### Your objective
Recast the stretch of the entries from the line containing "of the incense" through the line containing "x=102, y=197" as a Markdown table with the columns Row and Text. Give each line its own numbered row and leave out any blank lines.

Excerpts of pointing data:
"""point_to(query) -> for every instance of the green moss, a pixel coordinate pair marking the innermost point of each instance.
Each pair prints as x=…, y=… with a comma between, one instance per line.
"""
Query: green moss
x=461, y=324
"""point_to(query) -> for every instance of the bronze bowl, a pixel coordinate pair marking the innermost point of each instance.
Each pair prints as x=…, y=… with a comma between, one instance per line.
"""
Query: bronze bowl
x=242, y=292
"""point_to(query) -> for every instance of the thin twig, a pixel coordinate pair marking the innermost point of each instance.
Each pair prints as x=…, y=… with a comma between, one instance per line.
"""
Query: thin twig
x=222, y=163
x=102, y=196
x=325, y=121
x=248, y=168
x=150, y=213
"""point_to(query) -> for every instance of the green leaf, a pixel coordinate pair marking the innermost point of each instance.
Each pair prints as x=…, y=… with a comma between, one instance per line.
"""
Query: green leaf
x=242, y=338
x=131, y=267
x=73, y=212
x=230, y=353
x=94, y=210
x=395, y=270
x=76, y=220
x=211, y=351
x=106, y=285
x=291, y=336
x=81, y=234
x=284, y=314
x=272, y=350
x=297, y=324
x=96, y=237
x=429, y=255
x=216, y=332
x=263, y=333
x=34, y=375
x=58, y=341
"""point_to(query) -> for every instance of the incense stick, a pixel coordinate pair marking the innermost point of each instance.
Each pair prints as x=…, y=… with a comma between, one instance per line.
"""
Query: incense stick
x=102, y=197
* * *
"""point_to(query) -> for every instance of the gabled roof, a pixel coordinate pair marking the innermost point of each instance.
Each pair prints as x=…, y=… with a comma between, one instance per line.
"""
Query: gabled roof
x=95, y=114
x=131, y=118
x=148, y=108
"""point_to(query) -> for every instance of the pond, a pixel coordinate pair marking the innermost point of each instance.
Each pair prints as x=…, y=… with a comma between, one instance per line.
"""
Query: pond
--
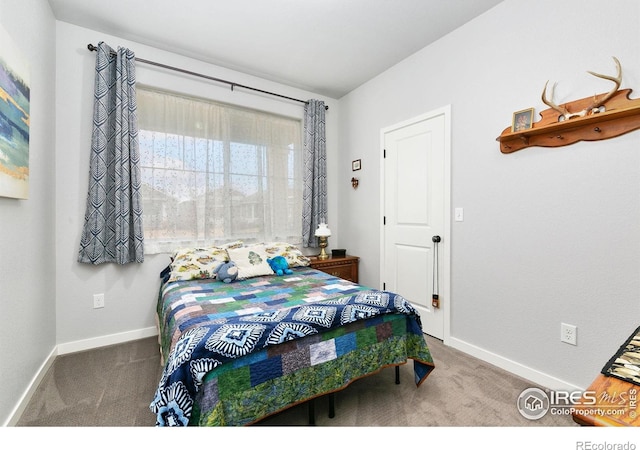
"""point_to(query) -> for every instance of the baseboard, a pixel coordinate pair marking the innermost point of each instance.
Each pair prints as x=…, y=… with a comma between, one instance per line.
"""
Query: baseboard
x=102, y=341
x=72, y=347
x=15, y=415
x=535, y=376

### The answer
| Row | Text |
|---|---|
| 1 | """point_to(query) -> for every instance of the incense stick, a pixel coordinate pair marking the innermost point of each instance. |
| 2 | Each pair prints as x=…, y=… with a comma between, one instance per line. |
| 3 | """ |
| 4 | Query: incense stick |
| 5 | x=102, y=197 |